» **TEXT SHOWN**
I do have that disk space available, but it’s in a secondary drive. If I set TMPDIR to that drive, will r/watershed use it? I ask because the documentation (https://grass.osgeo.org/grass72/manuals/variables.html) only says that this environmental variable is used by “[Various GRASS GIS commands and wxGUI]”.

On a side note, r.terraflow should be an alternative for such a large dataset, but from the manual:
“r.terraflow has a limit on the number of rows and columns (max 32,767 each)”.

That’s the size of a positive short integer. Is this limit still needed?

thanks

Carlos

···

Prof. Carlos Henrique Grohmann
Institute of Energy and Environment - Univ. of São Paulo, Brazil

  • Digital Terrain Analysis | GIS | Remote Sensing -

http://carlosgrohmann.com
http://orcid.org/0000-0001-5073-5572


Can’t stop the signal.

» **STATED EXERCISE A**
Copy out each line of the rows below that contains the string "wall", with case counting.

» **PROVIDED MATERIAL**
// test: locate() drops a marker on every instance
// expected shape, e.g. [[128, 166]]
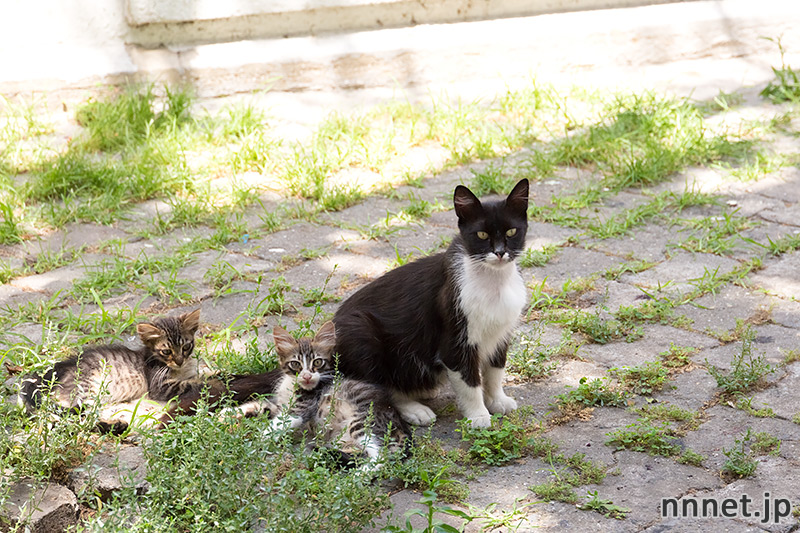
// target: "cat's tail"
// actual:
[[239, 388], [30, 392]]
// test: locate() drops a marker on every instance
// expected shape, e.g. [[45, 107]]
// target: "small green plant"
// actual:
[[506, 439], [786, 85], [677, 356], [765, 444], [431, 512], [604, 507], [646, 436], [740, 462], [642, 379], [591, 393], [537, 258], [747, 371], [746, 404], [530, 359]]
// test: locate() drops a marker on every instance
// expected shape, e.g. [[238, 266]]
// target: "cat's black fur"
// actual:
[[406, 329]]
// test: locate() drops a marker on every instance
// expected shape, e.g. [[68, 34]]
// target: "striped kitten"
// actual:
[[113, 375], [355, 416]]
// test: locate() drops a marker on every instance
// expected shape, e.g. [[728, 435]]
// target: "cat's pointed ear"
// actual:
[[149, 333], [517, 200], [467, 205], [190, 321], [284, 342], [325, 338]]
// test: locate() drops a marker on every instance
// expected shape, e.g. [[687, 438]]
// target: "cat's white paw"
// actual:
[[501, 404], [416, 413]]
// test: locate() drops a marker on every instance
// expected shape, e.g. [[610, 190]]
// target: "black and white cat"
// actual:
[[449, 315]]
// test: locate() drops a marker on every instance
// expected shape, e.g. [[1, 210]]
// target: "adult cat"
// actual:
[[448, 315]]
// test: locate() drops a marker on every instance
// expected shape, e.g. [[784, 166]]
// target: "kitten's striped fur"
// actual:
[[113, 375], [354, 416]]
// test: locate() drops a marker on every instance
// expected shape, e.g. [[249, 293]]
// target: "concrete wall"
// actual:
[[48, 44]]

==

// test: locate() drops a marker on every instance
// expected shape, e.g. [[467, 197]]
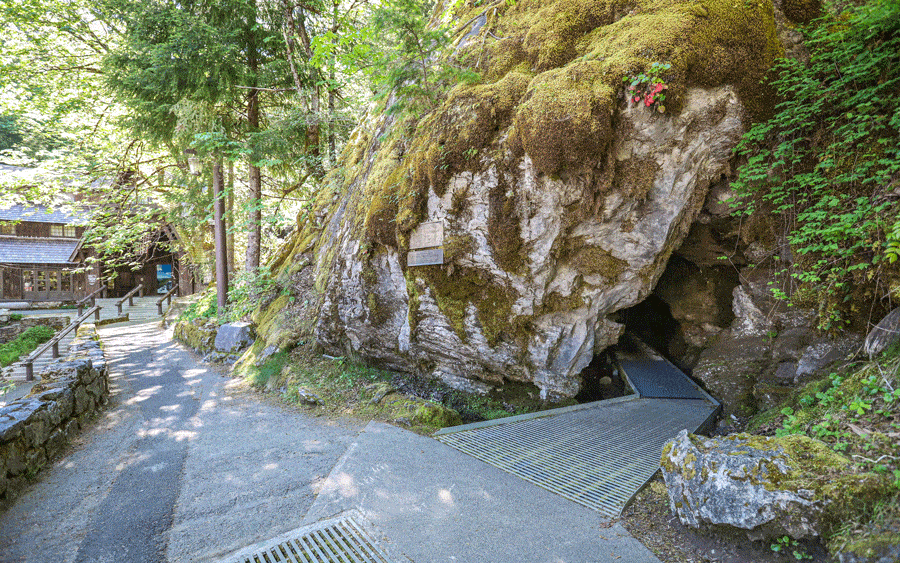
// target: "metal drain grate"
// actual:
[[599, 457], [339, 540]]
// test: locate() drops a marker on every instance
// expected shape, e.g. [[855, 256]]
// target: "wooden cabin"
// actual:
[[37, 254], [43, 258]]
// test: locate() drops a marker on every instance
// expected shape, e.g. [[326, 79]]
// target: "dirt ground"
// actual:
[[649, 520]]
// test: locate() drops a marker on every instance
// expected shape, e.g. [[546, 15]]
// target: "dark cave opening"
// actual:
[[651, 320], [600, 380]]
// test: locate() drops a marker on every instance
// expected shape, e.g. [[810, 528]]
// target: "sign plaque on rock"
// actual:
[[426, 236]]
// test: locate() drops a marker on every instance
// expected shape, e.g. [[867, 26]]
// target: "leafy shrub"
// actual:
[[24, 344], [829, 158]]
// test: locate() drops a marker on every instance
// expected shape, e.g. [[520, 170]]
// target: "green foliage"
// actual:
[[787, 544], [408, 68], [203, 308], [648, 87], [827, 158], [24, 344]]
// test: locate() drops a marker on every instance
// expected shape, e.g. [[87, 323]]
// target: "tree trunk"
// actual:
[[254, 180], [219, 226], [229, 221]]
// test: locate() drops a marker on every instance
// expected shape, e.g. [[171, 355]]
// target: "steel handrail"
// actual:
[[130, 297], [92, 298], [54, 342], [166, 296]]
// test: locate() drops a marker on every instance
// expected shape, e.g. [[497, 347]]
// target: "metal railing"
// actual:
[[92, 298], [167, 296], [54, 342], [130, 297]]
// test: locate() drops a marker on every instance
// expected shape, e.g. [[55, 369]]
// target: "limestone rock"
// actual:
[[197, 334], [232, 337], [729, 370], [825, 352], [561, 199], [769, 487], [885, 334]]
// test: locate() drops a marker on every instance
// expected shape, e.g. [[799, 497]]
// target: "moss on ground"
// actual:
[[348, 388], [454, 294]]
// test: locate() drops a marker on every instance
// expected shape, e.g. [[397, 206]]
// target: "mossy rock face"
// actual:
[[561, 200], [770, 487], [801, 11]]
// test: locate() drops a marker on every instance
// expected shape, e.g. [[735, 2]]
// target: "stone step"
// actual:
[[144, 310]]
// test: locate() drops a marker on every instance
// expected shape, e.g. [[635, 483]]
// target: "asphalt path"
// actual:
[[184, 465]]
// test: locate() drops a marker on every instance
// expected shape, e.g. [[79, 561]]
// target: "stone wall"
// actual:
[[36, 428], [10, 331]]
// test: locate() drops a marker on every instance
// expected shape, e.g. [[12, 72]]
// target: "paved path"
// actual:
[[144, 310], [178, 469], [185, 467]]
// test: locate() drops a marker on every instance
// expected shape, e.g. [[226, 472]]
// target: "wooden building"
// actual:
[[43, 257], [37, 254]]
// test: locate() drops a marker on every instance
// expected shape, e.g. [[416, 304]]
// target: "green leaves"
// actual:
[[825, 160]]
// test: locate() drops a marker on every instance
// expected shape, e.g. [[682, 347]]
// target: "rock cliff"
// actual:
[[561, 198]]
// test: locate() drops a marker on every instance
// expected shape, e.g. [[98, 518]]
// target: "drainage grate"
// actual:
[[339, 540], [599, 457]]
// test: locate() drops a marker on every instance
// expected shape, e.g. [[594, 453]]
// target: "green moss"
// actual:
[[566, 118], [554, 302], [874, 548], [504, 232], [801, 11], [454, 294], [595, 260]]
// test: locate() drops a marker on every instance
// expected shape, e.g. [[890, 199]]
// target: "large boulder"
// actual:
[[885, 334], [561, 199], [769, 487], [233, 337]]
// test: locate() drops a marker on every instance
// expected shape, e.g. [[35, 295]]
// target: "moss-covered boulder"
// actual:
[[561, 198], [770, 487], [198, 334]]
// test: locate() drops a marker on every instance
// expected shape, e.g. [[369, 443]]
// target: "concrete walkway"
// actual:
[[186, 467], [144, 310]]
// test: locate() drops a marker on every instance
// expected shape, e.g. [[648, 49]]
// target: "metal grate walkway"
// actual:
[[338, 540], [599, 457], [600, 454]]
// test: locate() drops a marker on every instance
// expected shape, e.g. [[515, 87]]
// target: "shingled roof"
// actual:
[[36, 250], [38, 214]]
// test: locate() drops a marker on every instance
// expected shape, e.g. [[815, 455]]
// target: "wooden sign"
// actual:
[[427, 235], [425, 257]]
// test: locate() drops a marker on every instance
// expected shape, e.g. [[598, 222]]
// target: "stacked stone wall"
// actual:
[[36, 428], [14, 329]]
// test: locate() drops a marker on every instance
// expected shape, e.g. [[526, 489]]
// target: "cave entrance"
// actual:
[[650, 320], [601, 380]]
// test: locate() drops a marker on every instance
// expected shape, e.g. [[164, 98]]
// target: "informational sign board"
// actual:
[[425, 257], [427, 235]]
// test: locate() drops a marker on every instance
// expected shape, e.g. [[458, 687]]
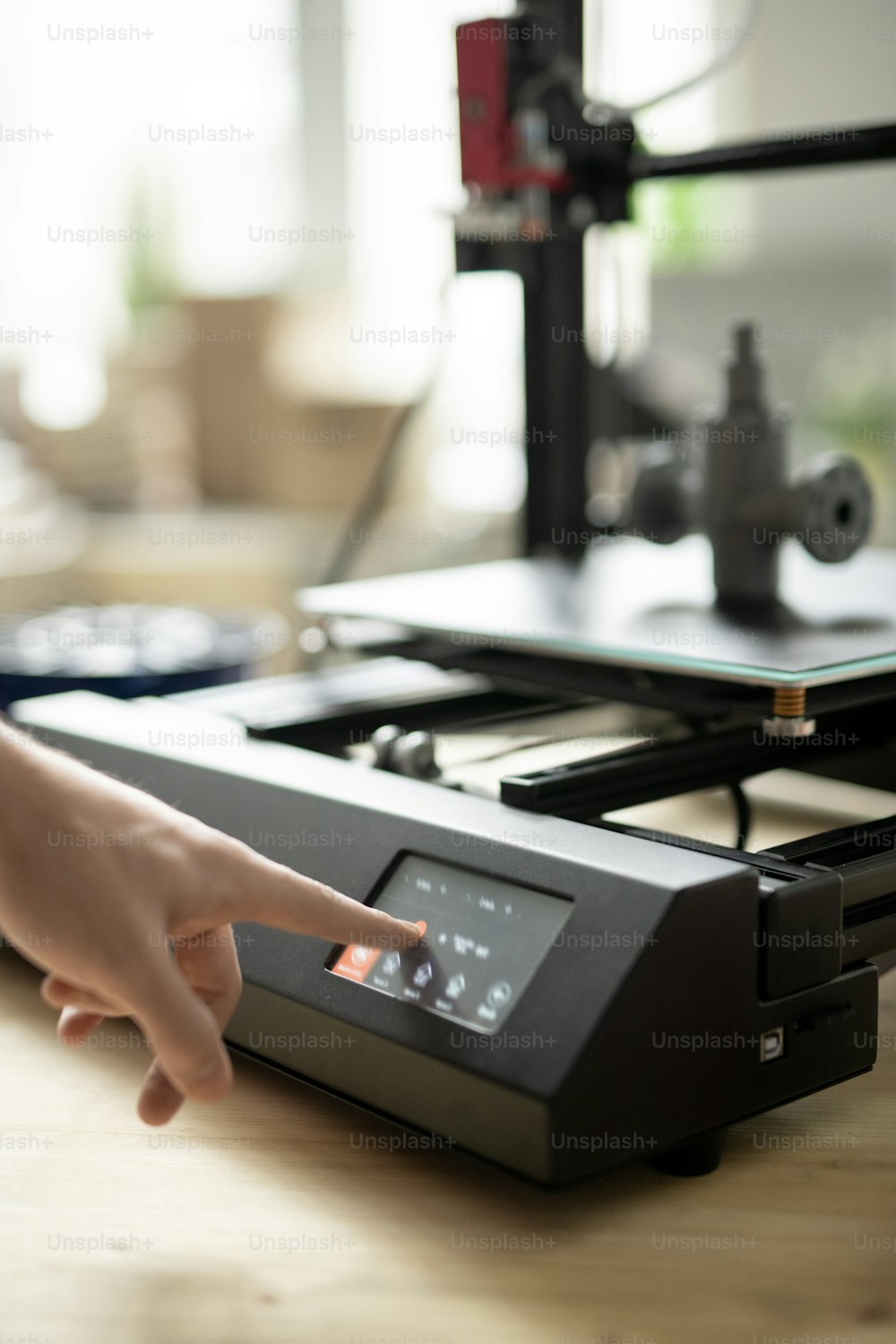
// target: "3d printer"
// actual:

» **STATED EXERCISE B**
Repeat verbatim the part of the GRASS forum post above from "I do have that" to "limit still needed?".

» **REPLY A**
// target: "concrete wall"
// target: "stone wall"
// target: "stacked stone wall"

» **REPLY B**
I do have that disk space available, but it’s in a secondary drive. If I set TMPDIR to that drive, will r/watershed use it? I ask because the documentation (https://grass.osgeo.org/grass72/manuals/variables.html) only says that this environmental variable is used by “[Various GRASS GIS commands and wxGUI]”.

On a side note, r.terraflow should be an alternative for such a large dataset, but from the manual:
“r.terraflow has a limit on the number of rows and columns (max 32,767 each)”.

That’s the size of a positive short integer. Is this limit still needed?